Nowadays, 5th November is about eating marshmallows and hot chestnuts. And yet a certain anti-Catholic prejudice lingers in Britainby Catherine Pepinster / October 18, 2018 / Leave a comment
This 5th November, as always, the streets of Lewes, East Sussex, will be filled with thousands of people watching the town’s bonfire societies burn effigies of the Pope and march with burning crosses. It’s the largest bonfire event in Britain’s commemoration of the Gunpowder Plot, when Guy Fawkes and his Catholic co-conspirators were foiled in their attempt to blow James I and parliament to smithereens. In other towns, those attending Guy Fawkes Night may not know why the candles are Roman and the wheels are called Catherine, mocking the Catholic saint martyred by being strapped on such a device. Nowadays municipal displays are about eating marshmallows and hot chestnuts, or banishing the darkness of the imminent winter with light and colour.
And yet a certain anti-Catholic prejudice lingers. Take a recent example from this year’s Labour Party conference in Liverpool. Andy Kerr, a Scottish party official who sits on the national executive committee, was chairing a session when he joked that he might not call a delegate to ask a question after spotting her making the sign of the cross. The incident was quickly noticed by British Catholics, and Kerr had to apologise. The location was pertinent given Liverpool’s past: Catholic children in the city used to be stoned on their way to school. And in Scotland, Kerr’s home nation, similar sectarianism has poisoned matches between Glasgow Rangers, the Protestant, unionist football club, and Celtic, founded by a priest in an effort to help Irish Catholics battle bigotry.

## [Instructions]
1. Reproduce the passage of the article on Guy Fawkes Night starting with "And yet a certain anti-Catholic prejudice lingers." and going on through "Catholics battle bigotry.".
2. In the article on Guy Fawkes Night, what did Andy Kerr joke he might not do after seeing a delegate make the sign of the cross?
3. Write the next part of the article on Guy Fawkes Night, picking up after its final sentence.

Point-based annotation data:
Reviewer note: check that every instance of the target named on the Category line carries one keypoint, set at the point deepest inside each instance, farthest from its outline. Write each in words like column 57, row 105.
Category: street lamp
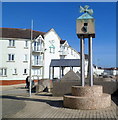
column 30, row 73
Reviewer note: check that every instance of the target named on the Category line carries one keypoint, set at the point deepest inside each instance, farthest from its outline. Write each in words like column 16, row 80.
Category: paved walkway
column 44, row 105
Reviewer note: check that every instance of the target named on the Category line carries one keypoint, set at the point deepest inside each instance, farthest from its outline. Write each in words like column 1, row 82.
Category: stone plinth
column 87, row 98
column 87, row 91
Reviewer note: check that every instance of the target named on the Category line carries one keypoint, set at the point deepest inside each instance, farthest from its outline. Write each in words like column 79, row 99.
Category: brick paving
column 44, row 105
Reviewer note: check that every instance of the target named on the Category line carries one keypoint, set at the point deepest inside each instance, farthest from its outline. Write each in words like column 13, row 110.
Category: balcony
column 37, row 64
column 64, row 53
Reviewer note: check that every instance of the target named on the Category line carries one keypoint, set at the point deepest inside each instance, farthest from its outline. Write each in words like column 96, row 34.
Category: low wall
column 61, row 88
column 13, row 82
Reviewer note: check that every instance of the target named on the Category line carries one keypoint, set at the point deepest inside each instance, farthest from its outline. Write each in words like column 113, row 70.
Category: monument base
column 88, row 97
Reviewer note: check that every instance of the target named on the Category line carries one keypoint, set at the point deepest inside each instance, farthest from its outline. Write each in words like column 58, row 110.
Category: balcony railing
column 37, row 63
column 64, row 53
column 36, row 49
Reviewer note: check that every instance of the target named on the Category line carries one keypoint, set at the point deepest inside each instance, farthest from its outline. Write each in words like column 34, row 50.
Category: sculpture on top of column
column 85, row 29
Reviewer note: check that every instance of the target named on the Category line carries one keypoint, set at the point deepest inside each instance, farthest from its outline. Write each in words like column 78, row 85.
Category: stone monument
column 86, row 96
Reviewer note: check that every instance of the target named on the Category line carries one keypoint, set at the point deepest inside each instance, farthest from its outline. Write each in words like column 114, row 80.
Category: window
column 25, row 57
column 26, row 44
column 25, row 71
column 11, row 43
column 37, row 71
column 52, row 49
column 71, row 52
column 10, row 57
column 85, row 24
column 37, row 60
column 37, row 46
column 3, row 71
column 14, row 71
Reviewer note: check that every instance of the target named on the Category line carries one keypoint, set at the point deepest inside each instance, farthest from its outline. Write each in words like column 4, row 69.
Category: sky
column 62, row 17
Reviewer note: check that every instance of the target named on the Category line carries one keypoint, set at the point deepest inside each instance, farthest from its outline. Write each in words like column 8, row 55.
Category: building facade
column 15, row 54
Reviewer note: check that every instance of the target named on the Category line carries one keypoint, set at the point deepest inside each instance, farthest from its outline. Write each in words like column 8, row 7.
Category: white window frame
column 3, row 71
column 11, row 57
column 11, row 43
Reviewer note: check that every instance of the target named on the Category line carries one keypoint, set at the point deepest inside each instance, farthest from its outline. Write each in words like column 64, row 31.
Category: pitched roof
column 19, row 33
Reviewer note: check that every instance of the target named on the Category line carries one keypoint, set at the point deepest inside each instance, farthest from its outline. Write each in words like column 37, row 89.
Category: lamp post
column 30, row 70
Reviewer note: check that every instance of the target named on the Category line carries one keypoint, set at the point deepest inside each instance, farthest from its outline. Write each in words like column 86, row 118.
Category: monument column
column 82, row 60
column 90, row 62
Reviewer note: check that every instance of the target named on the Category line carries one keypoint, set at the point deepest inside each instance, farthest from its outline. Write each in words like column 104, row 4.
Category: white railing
column 37, row 63
column 38, row 49
column 64, row 52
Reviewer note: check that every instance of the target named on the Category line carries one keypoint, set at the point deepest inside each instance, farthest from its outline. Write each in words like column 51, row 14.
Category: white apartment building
column 15, row 54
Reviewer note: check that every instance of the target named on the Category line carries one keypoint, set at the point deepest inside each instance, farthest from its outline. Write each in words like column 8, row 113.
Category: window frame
column 3, row 72
column 11, row 57
column 11, row 43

## [Outputs in order]
1.
And yet a certain anti-Catholic prejudice lingers. Take a recent example from this year’s Labour Party conference in Liverpool. Andy Kerr, a Scottish party official who sits on the national executive committee, was chairing a session when he joked that he might not call a delegate to ask a question after spotting her making the sign of the cross. The incident was quickly noticed by British Catholics, and Kerr had to apologise. The location was pertinent given Liverpool’s past: Catholic children in the city used to be stoned on their way to school. And in Scotland, Kerr’s home nation, similar sectarianism has poisoned matches between Glasgow Rangers, the Protestant, unionist football club, and Celtic, founded by a priest in an effort to help Irish Catholics battle bigotry.

2. He joked that he might not call on her to ask a question.

3.
That anti-Catholic prejudice may be low-profile in Britain compared to, say, the inflammatory question of anti-Semitism in Jeremy Corbyn’s Labour, or the abuse many Muslim women suffer for wearing the hijab. But it is there nevertheless, in the times people are told not to wear a cross at work, and in liberal hostility to the Catholic belief that abortion is immoral.
This prejudice can be traced to Henry VIII’s break with Rome over its opposition to his divorce from Catherine of Aragon. It continued throughout the Tudor era, bar the brief interlude of Mary I, who sought to restore the old religion. Executing people for their faith was popular with all Tudor monarchs but Protestant propagandists ensured it was the Catholic queen who was forever known as Bloody Mary. The persecution of Catholics continued under the first Stuart king, James VI of Scotland and I of England. Given the Guy Fawkes plot, some say his neurosis was justified. Others argue that it was anti-Catholic persecution that led desperate men to desperate measures. Right through the 18th century and well into the 19th, Catholics were banned from all sorts of public offices and university places.
Today, admittedly, many Catholics enjoy prominent positions in public life—in the past generation or two they have reached the highest offices in the land, from Cabinet Secretary (Gus O’Donnell), to Director-General of the BBC (Mark Thompson), and Chancellor of Oxford University (Chris Patten)—but we still have had no Catholic prime minister. Tony Blair would attend Mass with his Catholic wife and children, and was known to want to “cross the Tiber”—the phrase that emphasises quite how foreign a religion Catholicism is—yet he waited until six months after leaving No 10 to do so. Nor can the monarch ever be, or marry, a Catholic: the Act of Settlement sees to that.
Given that the monarch is head of the Church of England, charged with upholding the Protestant religion, that last bit may be unlikely to change. But the suspicion that made Blair hesitate to reveal his faith might seem hard to understand when relations between Catholics and Anglicans have never been better. In a secular age, fellow Christians see one another as friends, not foes.
This secularism is now the force behind anti-Catholic antipathy. During the state visit of Benedict XVI in 2010, Protest the Pope demonstrators marched with signs showing hideous caricatures of the German wielding a swastika as a crozier, or luring children to his side like a Pied Piper.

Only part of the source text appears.